PROVIDED MATERIAL:
━━━━━━━━━━━━━━━━━━━━
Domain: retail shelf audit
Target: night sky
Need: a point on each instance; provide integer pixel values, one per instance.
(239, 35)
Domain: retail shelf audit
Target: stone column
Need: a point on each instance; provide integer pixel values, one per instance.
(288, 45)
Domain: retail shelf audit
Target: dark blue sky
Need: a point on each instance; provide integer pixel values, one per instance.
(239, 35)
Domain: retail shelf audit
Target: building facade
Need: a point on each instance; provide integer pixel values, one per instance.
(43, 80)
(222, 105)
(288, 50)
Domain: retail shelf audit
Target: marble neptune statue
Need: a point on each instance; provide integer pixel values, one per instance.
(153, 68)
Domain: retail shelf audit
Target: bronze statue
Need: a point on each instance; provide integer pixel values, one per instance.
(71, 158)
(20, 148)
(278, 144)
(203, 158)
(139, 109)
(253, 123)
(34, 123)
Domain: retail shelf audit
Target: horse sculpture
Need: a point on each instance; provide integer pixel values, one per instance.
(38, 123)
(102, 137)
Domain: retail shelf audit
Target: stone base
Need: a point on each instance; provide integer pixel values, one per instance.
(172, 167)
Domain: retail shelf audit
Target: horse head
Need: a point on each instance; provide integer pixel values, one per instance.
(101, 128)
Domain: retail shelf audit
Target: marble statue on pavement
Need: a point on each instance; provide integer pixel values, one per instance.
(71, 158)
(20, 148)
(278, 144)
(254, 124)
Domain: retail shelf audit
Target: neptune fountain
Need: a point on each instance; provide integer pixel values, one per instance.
━━━━━━━━━━━━━━━━━━━━
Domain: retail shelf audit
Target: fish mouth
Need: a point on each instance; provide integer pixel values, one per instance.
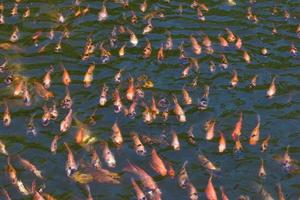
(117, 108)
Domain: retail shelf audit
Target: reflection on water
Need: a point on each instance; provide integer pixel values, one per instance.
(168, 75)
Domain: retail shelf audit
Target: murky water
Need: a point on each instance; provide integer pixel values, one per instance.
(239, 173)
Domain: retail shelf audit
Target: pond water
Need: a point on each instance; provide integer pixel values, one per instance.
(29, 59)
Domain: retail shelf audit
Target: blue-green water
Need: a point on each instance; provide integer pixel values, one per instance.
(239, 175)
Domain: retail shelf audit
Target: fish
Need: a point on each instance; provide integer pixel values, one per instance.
━━━━━━━━━━━━━━━━━━━━
THE EXERCISE: Tally the lines above that contain the string "water", matching case exactly, and give only the number.

REPLY: 4